出典:
□ □ □

木花咲耶姫(このはなさくやひめ)をお調べになっている方へ。
「木花咲耶姫」は、日本の神話の世界に出て来る絶世の美女です。縁結びの神様としてご存じの方もいらっしゃると思います。「古事記」や「日本書紀」という日本の史書のなかに出て来る有名なお姫様ですが、数奇な運命をたどります。
本記事では、コノハナサクヤヒメについて分かりやすく解説いたします。
①木花咲耶姫(このはなさくやひめ)は愛の女神様です
「木花咲耶姫」(このはなさくやひめ)は、「古事記」や「日本書紀」に出て来るお姫様です。とても美しいお姿のお姫さまでしたので邇邇芸命(ににぎのみこと)が、すぐに恋に落ちてしまいました。
「さくら」のイメージは、美しく華麗な花です。宝塚歌劇団に、木花咲耶(このはなさくや)という芸名の女優さんがいました。また、最近の朝ドラ「まんぷく」でも、ヒロイン役の安藤サクラさんも「さくら」の名の通り、日本全国に明るい元気の良いイメージを広げてくれました。「さくら」の花の持つ華やかな運命の力は計り知れません。
【万葉集のさくらの花の歌】
万葉集でも、「さくらの花」の歌があります。大伴家持(おおとものやかもち)の歌を一首ご紹介いたします。
あしひきの山桜花(やまさくらばな)、一目だに、君とし見れば、我(あ)れ恋ひめやも
現代語訳:美しく咲きほこる山の桜、あなたと一緒に一目だけでも見ることができたら、こんなに思い焦がれることもないだろうに(このように美しく山の桜が咲いているのに、あなたに会えないのはとても辛い)
【木花咲耶姫(このはなさくやひめ)の生まれ】
「木花咲耶姫」(このはなさくやひめ)は、地の神々である国津神(くにつかみ)の首長の大山津見神(おおやまつみのかみ)の娘です。木花(このはな)というのは、「桜の花」のことです。「木花咲耶姫」の意味は「桜の花の咲くように咲き栄える女性」ということを表わしています。

□ □ □

[輪郭ラベリング項目]
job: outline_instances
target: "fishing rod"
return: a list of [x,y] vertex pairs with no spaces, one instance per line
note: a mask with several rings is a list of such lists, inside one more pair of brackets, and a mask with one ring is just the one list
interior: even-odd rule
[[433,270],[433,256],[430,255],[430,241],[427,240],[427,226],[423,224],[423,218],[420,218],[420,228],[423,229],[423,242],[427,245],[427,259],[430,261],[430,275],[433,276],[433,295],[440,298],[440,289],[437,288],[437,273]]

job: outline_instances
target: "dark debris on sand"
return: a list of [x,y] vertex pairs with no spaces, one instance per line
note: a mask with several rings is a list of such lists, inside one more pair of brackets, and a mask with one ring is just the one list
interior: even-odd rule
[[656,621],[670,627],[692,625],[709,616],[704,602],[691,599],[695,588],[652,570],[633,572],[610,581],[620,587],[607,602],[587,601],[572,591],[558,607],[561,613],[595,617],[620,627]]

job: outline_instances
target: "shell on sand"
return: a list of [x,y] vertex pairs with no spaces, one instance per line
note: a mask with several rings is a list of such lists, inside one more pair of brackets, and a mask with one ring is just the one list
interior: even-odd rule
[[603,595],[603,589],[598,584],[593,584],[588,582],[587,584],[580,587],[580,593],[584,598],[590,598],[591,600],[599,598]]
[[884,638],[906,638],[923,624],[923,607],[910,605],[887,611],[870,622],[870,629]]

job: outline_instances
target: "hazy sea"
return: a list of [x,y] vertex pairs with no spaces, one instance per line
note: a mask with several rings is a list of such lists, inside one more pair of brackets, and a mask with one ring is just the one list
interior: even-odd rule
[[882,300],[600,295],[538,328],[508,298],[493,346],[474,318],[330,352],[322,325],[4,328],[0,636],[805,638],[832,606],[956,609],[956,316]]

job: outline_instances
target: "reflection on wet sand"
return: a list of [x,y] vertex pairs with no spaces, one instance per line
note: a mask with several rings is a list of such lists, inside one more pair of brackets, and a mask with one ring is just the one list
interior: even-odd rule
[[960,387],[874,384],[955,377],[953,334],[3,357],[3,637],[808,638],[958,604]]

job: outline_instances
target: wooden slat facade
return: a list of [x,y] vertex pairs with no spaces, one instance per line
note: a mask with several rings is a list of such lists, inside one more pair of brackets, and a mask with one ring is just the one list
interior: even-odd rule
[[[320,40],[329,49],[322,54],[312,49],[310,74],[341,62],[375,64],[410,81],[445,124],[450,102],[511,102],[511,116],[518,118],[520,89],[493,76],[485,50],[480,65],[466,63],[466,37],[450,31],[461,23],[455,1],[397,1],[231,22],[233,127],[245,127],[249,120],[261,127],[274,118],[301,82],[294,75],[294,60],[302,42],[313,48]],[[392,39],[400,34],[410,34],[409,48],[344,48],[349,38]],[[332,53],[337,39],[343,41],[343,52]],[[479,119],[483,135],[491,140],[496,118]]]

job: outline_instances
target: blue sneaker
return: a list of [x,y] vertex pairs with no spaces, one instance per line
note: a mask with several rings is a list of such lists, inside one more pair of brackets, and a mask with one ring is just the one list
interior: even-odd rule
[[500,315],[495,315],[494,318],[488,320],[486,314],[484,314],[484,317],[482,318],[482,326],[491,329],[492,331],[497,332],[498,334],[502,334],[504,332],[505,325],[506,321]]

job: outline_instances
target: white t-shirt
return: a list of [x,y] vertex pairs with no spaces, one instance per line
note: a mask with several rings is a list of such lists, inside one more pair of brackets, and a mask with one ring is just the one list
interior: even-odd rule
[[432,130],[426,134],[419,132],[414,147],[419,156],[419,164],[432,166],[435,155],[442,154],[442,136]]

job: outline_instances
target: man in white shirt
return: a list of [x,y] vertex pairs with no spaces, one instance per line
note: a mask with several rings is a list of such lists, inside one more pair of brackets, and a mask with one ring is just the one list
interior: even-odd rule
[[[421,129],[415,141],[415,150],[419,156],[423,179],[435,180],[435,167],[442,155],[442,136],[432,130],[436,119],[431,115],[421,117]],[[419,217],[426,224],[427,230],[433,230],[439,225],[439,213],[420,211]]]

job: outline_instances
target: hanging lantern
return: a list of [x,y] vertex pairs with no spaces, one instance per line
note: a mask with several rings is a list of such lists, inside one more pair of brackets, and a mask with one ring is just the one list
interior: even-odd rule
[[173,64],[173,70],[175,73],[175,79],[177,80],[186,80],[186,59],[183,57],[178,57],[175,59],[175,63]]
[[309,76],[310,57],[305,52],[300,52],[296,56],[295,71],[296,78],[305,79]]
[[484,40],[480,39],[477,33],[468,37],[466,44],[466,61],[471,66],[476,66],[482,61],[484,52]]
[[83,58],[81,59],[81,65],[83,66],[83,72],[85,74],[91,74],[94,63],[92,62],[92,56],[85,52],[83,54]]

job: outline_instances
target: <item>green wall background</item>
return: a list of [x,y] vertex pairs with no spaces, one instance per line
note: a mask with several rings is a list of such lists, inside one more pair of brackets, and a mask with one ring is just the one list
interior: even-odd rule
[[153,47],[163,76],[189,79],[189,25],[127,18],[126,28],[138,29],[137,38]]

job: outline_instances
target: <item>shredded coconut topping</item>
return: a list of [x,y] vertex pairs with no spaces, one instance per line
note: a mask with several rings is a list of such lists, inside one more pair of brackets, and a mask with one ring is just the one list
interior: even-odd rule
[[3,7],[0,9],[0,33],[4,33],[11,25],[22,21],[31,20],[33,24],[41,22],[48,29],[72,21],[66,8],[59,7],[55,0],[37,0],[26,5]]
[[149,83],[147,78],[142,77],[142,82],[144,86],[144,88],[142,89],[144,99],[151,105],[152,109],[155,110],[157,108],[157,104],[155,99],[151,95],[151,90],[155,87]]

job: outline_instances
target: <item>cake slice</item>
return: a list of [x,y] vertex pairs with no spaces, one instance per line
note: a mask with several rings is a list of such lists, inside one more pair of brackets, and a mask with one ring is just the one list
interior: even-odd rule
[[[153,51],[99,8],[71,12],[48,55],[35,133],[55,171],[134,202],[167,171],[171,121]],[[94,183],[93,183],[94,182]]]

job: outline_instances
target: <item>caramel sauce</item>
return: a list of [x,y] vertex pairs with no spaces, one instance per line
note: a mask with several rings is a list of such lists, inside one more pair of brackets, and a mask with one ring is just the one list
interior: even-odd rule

□ □ □

課題の要件:
(a) 上の行から、文字列「white」を含むものをすべて選び出し、書き写してください。大文字と小文字は区別します。
(b) 木花咲耶姫についての記事を、示されている最後の文の後から書き続けてください。

解答一覧:
(a)
target: white t-shirt
target: man in white shirt

(b)
桜は神の木です。彼女は神々しく桜の花のように美しく絶世の美女だと言われています。天照大御神(あまてらすおおみかみ)の孫の邇邇芸命(ににぎのみこと)と結婚しましたが、身ごもった子どものことで、邇邇芸命(ににぎのみこと)に疑いをもたれてしまいました。たった一度、夜をいっしょにすごしただけで妊娠したからです。そのために、壮絶なお産をして身の潔白を証明します。木花咲耶姫(このはなさくやひめ)は、愛情にあふれた優しい女神様ですが、同時に不倫の疑念を晴らすために、燃えさかる火の中でお産をするという激しさを併せ持つ女神様です。(⑥の出産の時の壮絶なエピソードに詳しくご説明いたします)
②運命の男神の邇邇芸命(ににぎのみこと)の登場
邇邇芸命(ににぎのみこと)が、木花咲耶姫(このはなさくやひめ)と出会うまでには、たくさんの歴史的な出来事がありました。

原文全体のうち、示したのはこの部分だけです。